INSTRUCTIONS TO FOLLOW:
Find each line in the records that contains the word "market", and copy every one of those lines.

>> start

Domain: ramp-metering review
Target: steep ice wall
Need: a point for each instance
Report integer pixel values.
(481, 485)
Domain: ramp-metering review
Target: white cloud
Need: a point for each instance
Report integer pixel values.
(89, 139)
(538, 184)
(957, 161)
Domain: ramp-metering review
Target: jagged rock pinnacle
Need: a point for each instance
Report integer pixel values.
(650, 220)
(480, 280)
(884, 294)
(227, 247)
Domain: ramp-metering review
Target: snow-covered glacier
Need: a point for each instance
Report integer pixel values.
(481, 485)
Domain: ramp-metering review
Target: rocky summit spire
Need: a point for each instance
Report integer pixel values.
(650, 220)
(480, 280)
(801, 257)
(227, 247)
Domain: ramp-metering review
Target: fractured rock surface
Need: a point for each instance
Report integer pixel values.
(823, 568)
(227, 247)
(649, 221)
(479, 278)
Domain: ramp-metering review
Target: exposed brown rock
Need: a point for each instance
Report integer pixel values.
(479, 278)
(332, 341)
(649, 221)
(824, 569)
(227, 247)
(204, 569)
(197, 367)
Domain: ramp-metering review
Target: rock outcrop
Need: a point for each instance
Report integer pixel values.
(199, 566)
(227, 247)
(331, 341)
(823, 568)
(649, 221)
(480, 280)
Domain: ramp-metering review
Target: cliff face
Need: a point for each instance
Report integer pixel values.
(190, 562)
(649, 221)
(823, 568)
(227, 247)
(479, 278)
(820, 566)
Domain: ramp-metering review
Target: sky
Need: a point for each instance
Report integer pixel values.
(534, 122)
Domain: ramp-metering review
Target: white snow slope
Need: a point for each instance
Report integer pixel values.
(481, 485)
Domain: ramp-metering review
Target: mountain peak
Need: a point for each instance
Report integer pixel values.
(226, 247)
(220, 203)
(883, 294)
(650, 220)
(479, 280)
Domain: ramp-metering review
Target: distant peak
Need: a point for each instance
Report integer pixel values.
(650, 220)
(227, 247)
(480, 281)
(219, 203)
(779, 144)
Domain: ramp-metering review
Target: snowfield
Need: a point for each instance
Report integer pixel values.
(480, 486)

>> end
>> start

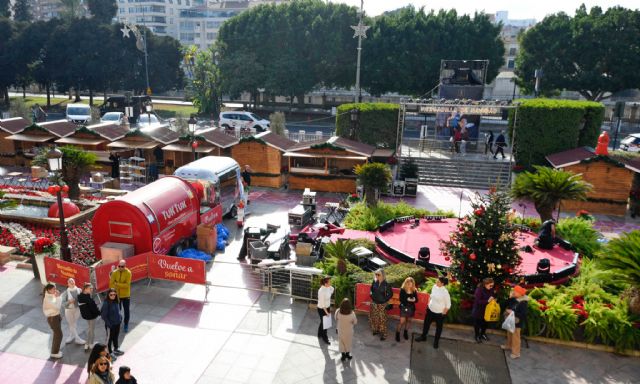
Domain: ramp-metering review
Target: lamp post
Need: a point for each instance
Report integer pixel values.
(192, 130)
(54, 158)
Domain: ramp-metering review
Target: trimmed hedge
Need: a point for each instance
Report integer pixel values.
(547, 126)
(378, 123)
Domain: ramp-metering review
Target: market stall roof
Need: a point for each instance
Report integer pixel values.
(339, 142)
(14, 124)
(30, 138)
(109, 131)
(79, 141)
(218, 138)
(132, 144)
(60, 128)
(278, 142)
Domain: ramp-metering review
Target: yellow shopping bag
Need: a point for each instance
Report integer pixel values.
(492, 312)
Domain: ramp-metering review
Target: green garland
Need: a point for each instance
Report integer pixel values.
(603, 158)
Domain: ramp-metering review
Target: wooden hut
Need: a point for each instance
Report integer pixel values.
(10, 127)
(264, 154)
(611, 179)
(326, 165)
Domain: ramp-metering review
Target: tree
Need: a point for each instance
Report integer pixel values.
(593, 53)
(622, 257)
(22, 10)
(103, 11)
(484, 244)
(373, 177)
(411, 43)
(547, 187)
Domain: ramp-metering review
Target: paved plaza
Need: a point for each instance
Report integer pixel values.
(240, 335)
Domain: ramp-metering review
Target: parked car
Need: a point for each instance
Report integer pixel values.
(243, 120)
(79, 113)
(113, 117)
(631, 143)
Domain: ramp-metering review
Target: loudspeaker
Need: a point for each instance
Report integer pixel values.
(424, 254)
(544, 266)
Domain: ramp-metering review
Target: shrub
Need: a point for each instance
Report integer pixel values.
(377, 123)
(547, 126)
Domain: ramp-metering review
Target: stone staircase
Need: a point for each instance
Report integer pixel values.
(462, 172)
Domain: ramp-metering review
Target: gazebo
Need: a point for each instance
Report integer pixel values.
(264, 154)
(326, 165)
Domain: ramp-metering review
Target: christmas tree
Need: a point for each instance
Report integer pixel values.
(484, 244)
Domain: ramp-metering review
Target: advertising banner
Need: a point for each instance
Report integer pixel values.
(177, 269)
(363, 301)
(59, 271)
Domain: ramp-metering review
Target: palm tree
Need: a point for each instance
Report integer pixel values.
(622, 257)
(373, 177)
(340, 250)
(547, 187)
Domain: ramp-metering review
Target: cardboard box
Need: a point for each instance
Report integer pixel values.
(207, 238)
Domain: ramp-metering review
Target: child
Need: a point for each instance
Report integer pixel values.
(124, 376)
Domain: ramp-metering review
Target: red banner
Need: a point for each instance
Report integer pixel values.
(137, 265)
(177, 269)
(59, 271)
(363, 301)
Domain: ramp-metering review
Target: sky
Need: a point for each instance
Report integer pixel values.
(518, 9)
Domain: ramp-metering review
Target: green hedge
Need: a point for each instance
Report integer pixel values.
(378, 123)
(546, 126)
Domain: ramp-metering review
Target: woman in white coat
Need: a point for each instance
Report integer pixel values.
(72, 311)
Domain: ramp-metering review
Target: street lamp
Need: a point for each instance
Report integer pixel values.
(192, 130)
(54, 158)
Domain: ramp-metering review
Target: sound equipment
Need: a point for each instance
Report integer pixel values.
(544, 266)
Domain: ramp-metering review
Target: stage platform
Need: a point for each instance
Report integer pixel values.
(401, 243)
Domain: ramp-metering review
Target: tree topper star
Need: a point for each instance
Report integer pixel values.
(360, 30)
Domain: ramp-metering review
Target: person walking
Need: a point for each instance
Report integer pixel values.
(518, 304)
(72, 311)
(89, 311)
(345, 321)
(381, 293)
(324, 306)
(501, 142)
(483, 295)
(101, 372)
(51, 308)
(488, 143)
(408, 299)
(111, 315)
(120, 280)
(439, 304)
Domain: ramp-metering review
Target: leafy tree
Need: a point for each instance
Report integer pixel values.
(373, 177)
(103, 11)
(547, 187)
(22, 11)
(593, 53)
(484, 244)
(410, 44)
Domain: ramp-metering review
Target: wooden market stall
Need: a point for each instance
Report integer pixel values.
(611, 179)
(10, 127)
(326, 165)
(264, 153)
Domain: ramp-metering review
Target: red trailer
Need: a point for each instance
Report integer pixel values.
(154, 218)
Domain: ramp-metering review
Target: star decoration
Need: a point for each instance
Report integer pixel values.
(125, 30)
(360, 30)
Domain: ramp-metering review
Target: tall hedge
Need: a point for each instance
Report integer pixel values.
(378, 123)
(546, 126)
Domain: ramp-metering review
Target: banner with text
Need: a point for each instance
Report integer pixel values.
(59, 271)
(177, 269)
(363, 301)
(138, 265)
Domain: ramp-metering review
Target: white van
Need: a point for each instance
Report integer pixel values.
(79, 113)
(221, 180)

>> end

WRITTEN RESPONSE:
Target: market stall roof
Target: wooden market stall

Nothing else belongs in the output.